AIM OF THE TASK -> Say how many lines in the data below contain the word "rough", and give no other text.

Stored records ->
((

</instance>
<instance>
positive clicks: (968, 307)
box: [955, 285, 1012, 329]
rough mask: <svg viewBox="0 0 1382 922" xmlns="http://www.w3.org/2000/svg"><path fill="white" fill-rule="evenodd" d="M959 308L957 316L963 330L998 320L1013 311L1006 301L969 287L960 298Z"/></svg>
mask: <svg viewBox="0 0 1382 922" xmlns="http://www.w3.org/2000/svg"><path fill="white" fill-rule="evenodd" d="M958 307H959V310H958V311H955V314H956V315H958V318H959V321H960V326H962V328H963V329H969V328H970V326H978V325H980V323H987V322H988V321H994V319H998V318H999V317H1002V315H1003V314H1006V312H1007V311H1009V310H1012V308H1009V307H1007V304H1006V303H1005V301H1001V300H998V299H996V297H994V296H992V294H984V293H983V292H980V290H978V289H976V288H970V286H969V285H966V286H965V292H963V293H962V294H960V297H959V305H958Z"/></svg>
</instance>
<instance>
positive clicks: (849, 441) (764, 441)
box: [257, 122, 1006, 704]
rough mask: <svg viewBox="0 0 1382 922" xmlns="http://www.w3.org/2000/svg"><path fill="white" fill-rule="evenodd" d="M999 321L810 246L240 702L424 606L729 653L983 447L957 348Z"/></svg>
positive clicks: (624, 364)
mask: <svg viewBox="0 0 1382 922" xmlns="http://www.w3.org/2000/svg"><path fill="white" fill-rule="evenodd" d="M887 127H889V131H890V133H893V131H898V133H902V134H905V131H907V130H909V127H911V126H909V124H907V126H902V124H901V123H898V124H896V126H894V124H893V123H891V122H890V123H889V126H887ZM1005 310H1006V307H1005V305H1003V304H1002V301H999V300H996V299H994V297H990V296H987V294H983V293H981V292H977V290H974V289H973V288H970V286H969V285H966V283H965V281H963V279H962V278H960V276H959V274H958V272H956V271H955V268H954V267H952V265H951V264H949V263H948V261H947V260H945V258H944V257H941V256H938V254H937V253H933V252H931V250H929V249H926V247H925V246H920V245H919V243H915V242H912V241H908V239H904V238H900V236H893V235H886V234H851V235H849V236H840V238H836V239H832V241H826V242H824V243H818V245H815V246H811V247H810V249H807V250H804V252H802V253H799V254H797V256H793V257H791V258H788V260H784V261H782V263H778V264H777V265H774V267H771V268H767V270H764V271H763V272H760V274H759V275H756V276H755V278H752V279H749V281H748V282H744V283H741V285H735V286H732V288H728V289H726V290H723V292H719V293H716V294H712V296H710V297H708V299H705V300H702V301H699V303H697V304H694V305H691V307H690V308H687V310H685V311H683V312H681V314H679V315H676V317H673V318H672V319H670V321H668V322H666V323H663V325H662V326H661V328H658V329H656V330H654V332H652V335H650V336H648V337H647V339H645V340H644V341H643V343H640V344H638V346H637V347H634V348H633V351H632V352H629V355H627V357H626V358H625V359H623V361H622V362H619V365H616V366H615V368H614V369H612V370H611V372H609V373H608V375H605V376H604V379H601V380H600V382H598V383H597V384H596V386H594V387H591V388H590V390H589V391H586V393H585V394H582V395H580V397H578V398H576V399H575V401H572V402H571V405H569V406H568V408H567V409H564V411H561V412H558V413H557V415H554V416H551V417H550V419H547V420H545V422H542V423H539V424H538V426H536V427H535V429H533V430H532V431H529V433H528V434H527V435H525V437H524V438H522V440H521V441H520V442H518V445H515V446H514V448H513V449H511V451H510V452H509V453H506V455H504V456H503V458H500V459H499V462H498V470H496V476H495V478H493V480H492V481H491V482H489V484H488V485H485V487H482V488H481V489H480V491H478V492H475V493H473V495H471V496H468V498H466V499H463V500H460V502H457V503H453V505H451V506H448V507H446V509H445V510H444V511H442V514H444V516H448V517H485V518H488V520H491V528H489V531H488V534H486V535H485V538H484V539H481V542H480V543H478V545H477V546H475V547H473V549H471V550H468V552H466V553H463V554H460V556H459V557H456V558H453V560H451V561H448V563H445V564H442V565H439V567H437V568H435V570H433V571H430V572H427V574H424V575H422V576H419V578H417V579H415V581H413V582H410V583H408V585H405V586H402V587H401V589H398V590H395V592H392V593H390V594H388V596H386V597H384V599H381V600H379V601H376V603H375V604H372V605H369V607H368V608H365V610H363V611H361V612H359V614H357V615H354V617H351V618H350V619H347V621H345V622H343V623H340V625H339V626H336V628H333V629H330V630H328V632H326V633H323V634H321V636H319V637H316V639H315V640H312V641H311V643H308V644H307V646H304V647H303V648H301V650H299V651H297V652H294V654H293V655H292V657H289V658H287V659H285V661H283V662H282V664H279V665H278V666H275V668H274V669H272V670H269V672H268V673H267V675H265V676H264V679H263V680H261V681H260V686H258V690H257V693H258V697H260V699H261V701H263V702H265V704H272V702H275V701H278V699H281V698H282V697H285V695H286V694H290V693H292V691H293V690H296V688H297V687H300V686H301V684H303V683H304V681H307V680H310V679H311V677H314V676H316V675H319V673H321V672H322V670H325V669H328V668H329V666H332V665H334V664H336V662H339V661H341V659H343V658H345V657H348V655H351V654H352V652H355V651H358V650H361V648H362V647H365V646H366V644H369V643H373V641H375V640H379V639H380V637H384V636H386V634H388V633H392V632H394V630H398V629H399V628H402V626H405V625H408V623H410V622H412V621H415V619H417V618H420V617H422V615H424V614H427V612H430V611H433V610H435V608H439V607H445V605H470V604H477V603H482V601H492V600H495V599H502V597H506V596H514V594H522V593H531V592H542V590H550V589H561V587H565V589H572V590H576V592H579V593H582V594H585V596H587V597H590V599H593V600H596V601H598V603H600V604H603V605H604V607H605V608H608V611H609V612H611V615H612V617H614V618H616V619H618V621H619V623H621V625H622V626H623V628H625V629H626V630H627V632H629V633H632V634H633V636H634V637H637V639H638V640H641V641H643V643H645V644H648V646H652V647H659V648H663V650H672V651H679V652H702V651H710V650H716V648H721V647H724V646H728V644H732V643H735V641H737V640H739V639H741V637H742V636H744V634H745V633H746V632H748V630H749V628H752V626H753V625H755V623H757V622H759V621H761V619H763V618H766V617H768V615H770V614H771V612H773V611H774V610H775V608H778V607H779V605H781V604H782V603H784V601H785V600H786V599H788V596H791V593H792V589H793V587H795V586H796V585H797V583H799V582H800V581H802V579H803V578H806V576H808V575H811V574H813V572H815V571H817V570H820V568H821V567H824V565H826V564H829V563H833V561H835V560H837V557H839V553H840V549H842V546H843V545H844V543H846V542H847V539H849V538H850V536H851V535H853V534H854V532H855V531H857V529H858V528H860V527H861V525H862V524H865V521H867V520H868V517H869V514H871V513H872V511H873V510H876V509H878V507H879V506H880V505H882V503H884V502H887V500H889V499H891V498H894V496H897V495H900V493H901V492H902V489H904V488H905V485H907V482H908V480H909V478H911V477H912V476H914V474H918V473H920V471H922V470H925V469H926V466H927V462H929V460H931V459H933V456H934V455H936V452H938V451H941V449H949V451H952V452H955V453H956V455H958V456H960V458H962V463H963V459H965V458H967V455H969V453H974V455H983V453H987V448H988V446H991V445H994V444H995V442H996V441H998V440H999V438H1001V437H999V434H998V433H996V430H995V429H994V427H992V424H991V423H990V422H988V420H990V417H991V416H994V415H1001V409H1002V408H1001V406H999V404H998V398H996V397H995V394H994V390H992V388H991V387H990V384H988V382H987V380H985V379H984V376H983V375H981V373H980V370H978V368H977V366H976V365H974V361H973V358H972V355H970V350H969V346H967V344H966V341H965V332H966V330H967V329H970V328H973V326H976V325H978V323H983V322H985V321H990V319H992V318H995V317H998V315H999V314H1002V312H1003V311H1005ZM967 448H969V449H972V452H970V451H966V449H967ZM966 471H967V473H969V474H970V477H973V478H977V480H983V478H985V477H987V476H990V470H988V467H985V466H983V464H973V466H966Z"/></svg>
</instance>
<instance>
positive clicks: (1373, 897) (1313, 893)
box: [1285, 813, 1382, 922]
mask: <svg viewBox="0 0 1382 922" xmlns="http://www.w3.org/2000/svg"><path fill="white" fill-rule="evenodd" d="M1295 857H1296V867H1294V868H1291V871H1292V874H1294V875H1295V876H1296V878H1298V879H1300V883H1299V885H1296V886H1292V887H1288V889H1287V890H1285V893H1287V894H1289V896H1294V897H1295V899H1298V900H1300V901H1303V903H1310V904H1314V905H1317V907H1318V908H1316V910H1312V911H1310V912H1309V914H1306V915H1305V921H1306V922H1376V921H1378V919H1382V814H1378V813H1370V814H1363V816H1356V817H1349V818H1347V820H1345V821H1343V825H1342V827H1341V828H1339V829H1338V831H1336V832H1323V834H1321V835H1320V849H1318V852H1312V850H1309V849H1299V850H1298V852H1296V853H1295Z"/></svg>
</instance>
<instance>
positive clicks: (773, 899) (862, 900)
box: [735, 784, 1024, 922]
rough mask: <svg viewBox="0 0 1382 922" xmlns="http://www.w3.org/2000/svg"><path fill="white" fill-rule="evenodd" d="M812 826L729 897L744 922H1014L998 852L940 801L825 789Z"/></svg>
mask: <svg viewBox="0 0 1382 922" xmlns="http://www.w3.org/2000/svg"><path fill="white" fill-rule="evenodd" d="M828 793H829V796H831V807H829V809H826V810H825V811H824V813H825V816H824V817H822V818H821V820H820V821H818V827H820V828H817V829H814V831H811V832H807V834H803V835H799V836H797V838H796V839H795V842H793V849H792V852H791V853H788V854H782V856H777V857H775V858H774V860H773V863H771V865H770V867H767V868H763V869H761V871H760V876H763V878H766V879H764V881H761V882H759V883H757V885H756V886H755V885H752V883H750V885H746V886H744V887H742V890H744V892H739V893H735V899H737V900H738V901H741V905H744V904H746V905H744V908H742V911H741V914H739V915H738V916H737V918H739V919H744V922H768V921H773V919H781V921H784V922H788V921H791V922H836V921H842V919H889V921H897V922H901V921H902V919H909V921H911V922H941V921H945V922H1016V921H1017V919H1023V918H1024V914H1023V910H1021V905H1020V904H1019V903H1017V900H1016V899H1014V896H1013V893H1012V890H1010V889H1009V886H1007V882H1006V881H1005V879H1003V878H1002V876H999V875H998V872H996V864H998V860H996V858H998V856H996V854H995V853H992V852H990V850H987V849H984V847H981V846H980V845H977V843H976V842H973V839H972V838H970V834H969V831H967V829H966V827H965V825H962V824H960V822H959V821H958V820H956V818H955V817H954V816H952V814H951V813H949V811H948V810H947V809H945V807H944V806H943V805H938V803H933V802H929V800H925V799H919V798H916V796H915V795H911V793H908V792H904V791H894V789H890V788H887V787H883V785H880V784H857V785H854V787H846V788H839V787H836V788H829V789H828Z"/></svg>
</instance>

))

RESPONSE -> 3